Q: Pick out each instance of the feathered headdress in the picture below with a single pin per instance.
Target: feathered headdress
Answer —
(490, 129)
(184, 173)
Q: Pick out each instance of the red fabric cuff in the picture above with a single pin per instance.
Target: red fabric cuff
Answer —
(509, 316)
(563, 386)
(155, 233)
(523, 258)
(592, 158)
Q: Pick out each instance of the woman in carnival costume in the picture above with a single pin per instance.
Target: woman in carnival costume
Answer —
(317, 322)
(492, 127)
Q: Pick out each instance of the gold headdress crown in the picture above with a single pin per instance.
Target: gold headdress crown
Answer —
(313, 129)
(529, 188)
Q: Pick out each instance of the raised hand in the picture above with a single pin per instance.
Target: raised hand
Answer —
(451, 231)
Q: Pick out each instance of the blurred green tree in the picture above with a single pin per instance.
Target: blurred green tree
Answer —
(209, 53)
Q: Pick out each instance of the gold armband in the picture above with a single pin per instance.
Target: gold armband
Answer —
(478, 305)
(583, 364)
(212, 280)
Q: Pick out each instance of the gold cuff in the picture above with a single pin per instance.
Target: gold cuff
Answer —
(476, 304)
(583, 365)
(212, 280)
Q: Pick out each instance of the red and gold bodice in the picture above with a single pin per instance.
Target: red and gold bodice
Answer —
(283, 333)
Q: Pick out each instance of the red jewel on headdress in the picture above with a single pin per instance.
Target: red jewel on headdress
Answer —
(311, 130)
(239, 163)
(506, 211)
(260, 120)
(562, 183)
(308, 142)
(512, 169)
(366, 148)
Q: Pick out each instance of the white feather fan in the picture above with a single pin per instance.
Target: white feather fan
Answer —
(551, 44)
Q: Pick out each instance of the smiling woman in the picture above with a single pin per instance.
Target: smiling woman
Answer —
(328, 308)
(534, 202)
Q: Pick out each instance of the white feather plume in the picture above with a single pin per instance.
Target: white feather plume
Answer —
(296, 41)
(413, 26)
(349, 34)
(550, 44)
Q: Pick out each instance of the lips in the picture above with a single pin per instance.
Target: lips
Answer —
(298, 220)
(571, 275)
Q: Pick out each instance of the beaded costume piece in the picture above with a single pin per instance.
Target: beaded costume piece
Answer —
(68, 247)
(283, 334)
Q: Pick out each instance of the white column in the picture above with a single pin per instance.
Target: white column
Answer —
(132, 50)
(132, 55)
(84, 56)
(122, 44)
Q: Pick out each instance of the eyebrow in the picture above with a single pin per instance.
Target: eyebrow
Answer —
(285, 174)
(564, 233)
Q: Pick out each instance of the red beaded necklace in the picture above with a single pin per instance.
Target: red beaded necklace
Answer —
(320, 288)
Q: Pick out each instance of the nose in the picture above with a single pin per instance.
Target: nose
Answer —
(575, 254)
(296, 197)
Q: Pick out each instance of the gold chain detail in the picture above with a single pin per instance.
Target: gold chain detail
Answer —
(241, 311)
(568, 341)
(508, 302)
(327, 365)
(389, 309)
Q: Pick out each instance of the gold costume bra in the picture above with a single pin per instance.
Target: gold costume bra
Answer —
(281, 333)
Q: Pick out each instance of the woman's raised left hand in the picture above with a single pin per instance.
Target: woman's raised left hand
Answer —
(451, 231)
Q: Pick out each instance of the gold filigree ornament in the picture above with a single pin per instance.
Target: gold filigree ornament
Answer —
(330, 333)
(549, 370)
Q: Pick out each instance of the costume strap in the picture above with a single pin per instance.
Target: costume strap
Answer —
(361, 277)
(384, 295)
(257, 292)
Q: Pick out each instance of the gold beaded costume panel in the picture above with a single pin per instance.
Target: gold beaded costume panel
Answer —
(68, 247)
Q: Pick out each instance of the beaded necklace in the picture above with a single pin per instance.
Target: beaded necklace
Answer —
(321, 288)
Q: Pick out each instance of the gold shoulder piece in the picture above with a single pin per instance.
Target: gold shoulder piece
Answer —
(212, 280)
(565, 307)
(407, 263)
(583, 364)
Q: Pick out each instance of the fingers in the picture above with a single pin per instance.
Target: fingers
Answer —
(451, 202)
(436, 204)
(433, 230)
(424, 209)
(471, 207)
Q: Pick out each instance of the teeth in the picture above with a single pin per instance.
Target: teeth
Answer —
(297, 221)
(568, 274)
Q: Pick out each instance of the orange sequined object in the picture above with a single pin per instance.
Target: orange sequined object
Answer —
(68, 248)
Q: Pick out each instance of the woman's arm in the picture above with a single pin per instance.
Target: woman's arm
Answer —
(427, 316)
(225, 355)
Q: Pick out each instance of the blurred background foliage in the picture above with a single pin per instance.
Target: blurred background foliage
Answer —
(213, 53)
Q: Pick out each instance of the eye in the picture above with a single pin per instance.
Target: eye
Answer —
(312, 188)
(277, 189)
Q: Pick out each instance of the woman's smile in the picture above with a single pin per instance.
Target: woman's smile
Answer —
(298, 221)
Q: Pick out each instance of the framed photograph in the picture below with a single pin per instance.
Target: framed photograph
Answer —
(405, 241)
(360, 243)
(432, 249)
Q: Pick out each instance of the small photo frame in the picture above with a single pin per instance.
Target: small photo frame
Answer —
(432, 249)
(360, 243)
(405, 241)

- **Directions**:
Nothing should be left out: repeat all of the data exactly.

- **Answer to the task**:
Q: Pick out each instance of the feathered headdress in the picture below with a single pin per instance.
Target: feathered headdress
Answer —
(490, 129)
(184, 173)
Q: Pick out each instance of the red fabric cuff in the picture above with a single pin per instance.
Target: red fabric cuff
Answer —
(509, 316)
(563, 386)
(155, 233)
(523, 258)
(592, 158)
Q: Pick out each instance of the woman in carnival costume in the picture above with a single pin per instance.
Target: woman in carnival costume
Answer —
(317, 322)
(492, 127)
Q: Pick out each instance of the gold headdress crown in the picture above with a single pin per instance.
Target: gold headdress crown
Answer —
(313, 129)
(529, 188)
Q: Pick out each instance of the raised hand in the picture above with a single pin per instance.
Target: raised hand
Answer —
(451, 231)
Q: Pick out each instance of the blurred green tree in the picture above with a single pin per instance.
Target: blurred green tree
Answer —
(209, 53)
Q: Pick out each instance of the gold armband in the picture above with a single pin per instance.
Target: gold armband
Answer —
(478, 305)
(583, 364)
(212, 280)
Q: Pick out each instance of the gold cuff in the picture above with a single pin per instance.
Target: gold cuff
Answer —
(476, 304)
(583, 365)
(212, 280)
Q: Pick out each instance of the red and gold bodice in the picture above with a single pin per instance.
Target: red and gold bodice
Answer —
(283, 333)
Q: Pick out each instance of the red jewel on headdress in the picture above with a single pin per instance.
Target: red jewel on headdress
Answer —
(311, 130)
(239, 163)
(506, 211)
(260, 120)
(562, 183)
(308, 142)
(512, 169)
(366, 148)
Q: Pick out each instance of the white feather fan in the picture above with a single pin per instance.
Target: white feather fan
Answer —
(551, 44)
Q: Pick out each instance of the smiling woman in the picture above with a single pin per instance.
Target: smiling woman
Answer —
(328, 308)
(534, 202)
Q: Pick out each instance of the white feather plume in the picture above with a single pin per instance.
Target: white feather plume
Answer —
(296, 41)
(413, 26)
(349, 34)
(550, 44)
Q: Pick out each instance of the lips in the picture above with a single pin per instance.
Target: lips
Answer —
(298, 220)
(571, 275)
Q: Pick out each instance of the beaded costume piece in the picture above with a single pin per instance.
Target: beaded costume piece
Answer —
(68, 247)
(283, 334)
Q: Pick out each instance of the white column in the picture above with a single pin per instance.
Target: white column
Answer —
(132, 50)
(132, 55)
(84, 56)
(122, 44)
Q: Pick out each instance of the eyebrow in the picture above with a single pin per instance.
Target: eyebrow
Answer —
(285, 174)
(564, 233)
Q: Pick out each instance of the red beaded necklace in the picture above with a single pin per instance.
Target: red beaded necklace
Answer —
(320, 288)
Q: Pick out each instance of the nose in the picture above with a single pin per instance.
Target: nose
Answer —
(575, 254)
(296, 197)
Q: Pick out each instance of the gold chain detail in the picture above with a single pin per instance.
Target: gold chain detail
Answer —
(241, 311)
(568, 341)
(508, 302)
(327, 365)
(389, 309)
Q: Pick out each instance of the gold costume bra in the picture above with a single pin per instance.
Target: gold costume bra
Answer —
(281, 333)
Q: Pick out each instance of the woman's raised left hand in the picture above with a single pin per instance.
Target: woman's raised left hand
Answer —
(451, 231)
Q: Pick out each instance of the gold filigree ornament in the picture above with a single pin per instance.
Target: gold filigree ornament
Answer —
(330, 333)
(549, 370)
Q: Pick out each instance of the costume strap in the picture above with a single pin per instance.
Target: costume strap
Answer —
(361, 277)
(384, 295)
(257, 292)
Q: Pick out each instance of the gold beaded costume panel in the picture above with a single pin per instance.
Target: gold beaded costume panel
Answer —
(68, 247)
Q: Pick out each instance of the beaded necklace in the picture above with a single pin per instance.
Target: beaded necklace
Answer —
(321, 288)
Q: Pick out each instance of the gold shoulder piece in the picture above with a single pin per instance.
Target: gold shoulder piece
Answer —
(212, 280)
(565, 307)
(407, 263)
(583, 364)
Q: Pick out each instance of the fingers in the picture above with a single pin per instance.
Target: fingers
Answer —
(451, 202)
(436, 204)
(433, 230)
(424, 209)
(471, 207)
Q: Pick out each instance of the teeth in the picture above with a single pin per instance.
Target: teeth
Answer —
(297, 221)
(568, 274)
Q: Pick out each instance of the orange sequined object in the picture above with a single pin per instance.
Target: orange sequined object
Answer —
(68, 248)
Q: Pick out each instance of the woman's arm in the picture above with a single pin per instance.
Target: woman's arm
Answer —
(427, 316)
(225, 355)
Q: Pick out each instance of the blurred background foliage in the picture above with a single pin per instance.
Target: blurred background foliage
Answer —
(213, 53)
Q: Pick out each instance of the eye in the picture above with a single pin per instance.
Target: eye
Answer —
(312, 188)
(277, 189)
Q: Pick out each instance of the woman's smile in the picture above with a single pin per instance.
Target: woman's smile
Answer —
(298, 221)
Q: Pick out each instance of the framed photograph in the picture below with a single pin per instance.
Target: framed photograph
Answer —
(405, 241)
(360, 243)
(432, 249)
Q: Pick out each instance of the small photo frame in the picture above with a single pin per instance.
Target: small photo frame
Answer —
(432, 249)
(360, 243)
(405, 241)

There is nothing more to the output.